**What to do**:
Only one stretch of the data below is needed. Output the lines from the one with "Target: orange cone" up to and including the one with "[point] training cone", exactly as they stand.

**Raw data**:
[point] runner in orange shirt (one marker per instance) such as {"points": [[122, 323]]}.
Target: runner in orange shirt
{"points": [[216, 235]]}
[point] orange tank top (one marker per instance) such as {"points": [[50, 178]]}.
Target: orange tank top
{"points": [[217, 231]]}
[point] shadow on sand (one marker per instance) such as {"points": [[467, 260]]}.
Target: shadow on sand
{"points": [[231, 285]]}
* * *
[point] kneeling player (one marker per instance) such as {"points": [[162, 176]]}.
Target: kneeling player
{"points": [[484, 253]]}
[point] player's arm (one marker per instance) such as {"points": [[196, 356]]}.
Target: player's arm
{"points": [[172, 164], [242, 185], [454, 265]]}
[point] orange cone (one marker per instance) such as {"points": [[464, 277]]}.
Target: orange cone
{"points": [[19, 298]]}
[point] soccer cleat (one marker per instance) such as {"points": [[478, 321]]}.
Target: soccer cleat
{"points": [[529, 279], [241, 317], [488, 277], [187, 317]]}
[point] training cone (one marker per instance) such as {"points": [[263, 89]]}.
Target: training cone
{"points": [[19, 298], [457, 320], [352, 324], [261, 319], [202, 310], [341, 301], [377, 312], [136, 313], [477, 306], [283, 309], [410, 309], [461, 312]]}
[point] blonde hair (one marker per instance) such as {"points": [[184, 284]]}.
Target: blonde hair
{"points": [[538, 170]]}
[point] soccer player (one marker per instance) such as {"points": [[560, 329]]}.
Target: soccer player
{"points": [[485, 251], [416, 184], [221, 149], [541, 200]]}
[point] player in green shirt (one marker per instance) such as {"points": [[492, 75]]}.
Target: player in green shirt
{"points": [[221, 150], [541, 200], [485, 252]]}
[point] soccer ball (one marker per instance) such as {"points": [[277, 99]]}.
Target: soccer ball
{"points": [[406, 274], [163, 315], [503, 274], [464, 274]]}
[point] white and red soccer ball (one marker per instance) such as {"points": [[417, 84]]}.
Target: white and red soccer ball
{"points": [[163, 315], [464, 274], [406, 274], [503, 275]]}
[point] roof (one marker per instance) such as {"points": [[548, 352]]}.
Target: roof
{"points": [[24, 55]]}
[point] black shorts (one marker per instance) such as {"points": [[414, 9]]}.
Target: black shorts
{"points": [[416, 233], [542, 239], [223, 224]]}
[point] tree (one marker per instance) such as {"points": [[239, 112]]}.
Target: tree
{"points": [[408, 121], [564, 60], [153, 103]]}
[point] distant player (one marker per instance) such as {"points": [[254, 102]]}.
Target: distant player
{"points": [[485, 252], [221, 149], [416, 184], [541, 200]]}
...
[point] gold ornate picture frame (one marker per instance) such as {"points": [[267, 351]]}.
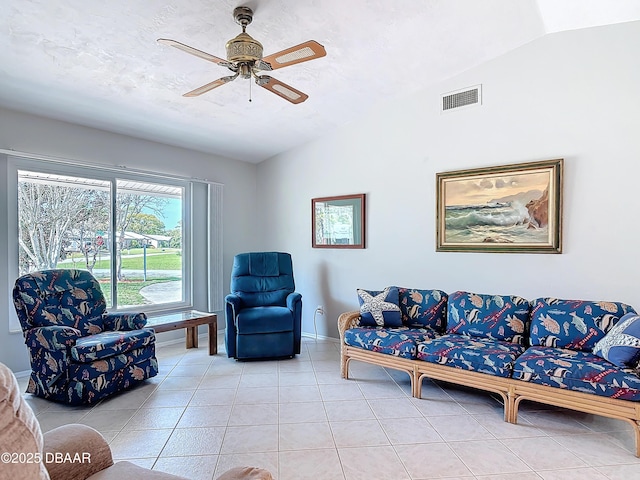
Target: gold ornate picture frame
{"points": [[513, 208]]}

**Exercise solution**:
Target: orange cone
{"points": [[19, 298]]}
[point] soccer cleat (one marker per instance) such as {"points": [[478, 321]]}.
Target: soccer cleat
{"points": [[529, 279], [241, 317], [488, 277], [187, 317]]}
[point] training cone (one marker per instance) such as {"points": [[263, 89]]}.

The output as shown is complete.